Begin EXTRACTED DATA
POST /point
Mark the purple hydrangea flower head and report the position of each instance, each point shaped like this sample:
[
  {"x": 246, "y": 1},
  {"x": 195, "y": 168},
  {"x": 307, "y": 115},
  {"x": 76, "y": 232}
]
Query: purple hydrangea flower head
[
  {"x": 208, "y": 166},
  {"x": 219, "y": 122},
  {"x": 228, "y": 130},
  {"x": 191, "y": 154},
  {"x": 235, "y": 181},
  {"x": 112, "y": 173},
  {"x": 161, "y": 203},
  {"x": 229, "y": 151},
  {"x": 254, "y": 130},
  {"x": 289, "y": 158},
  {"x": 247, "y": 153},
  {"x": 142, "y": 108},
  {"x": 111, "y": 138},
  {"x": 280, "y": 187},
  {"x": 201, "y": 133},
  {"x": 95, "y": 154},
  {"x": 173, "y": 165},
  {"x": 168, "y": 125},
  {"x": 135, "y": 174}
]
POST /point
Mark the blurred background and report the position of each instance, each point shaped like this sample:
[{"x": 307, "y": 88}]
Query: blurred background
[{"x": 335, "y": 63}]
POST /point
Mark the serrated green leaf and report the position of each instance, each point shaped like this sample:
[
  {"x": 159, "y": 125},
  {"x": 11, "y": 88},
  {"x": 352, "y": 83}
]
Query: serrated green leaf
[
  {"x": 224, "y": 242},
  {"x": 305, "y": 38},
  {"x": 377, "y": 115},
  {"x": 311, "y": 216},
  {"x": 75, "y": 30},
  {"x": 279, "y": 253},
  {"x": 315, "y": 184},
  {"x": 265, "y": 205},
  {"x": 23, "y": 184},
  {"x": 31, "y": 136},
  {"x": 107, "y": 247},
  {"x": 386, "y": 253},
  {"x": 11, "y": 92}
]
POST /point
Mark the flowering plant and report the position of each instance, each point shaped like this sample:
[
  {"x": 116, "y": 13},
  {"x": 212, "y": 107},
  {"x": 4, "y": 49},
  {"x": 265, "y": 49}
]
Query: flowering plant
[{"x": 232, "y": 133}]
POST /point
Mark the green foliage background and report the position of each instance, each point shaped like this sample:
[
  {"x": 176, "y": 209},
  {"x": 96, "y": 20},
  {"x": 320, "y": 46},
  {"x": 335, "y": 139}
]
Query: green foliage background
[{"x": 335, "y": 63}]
End EXTRACTED DATA
_WRITTEN TASK_:
Can you print all of the records above again, character for character?

_TASK RESPONSE_:
POST /point
Mark the purple hydrangea flower head and report the position of each instance, each point shaped like this sample:
[
  {"x": 246, "y": 1},
  {"x": 195, "y": 168},
  {"x": 307, "y": 115},
  {"x": 76, "y": 232}
]
Query: purple hydrangea flower head
[
  {"x": 208, "y": 166},
  {"x": 219, "y": 122},
  {"x": 228, "y": 130},
  {"x": 191, "y": 154},
  {"x": 235, "y": 181},
  {"x": 112, "y": 173},
  {"x": 161, "y": 203},
  {"x": 229, "y": 151},
  {"x": 254, "y": 130},
  {"x": 289, "y": 158},
  {"x": 247, "y": 153},
  {"x": 142, "y": 108},
  {"x": 111, "y": 138},
  {"x": 280, "y": 187},
  {"x": 201, "y": 133},
  {"x": 95, "y": 154},
  {"x": 173, "y": 165},
  {"x": 168, "y": 125},
  {"x": 135, "y": 174}
]
POST /point
Mark the blurred background and report the position of each instance, each point shaped like this sample:
[{"x": 307, "y": 88}]
Query: blurred background
[{"x": 335, "y": 63}]
POST /point
Mark the serrated green leaf and report the position of each instance, each point shaped like this sample:
[
  {"x": 159, "y": 125},
  {"x": 11, "y": 88},
  {"x": 352, "y": 83}
]
Query: serrated green leaf
[
  {"x": 224, "y": 242},
  {"x": 305, "y": 38},
  {"x": 377, "y": 115},
  {"x": 311, "y": 216},
  {"x": 75, "y": 30},
  {"x": 279, "y": 253},
  {"x": 315, "y": 184},
  {"x": 265, "y": 205},
  {"x": 23, "y": 184},
  {"x": 31, "y": 136},
  {"x": 107, "y": 247},
  {"x": 386, "y": 253},
  {"x": 11, "y": 92}
]
POST /point
Mark the flowering plant and report the position of each instance, each point shaped like this sample:
[
  {"x": 116, "y": 13},
  {"x": 212, "y": 107},
  {"x": 4, "y": 49},
  {"x": 265, "y": 49}
]
Query: flowering plant
[{"x": 232, "y": 133}]
POST /point
Mark the green foliage background and report the position of each instance, each point shaped like this sample:
[
  {"x": 176, "y": 209},
  {"x": 96, "y": 20},
  {"x": 320, "y": 46},
  {"x": 335, "y": 139}
]
Query: green foliage background
[{"x": 335, "y": 63}]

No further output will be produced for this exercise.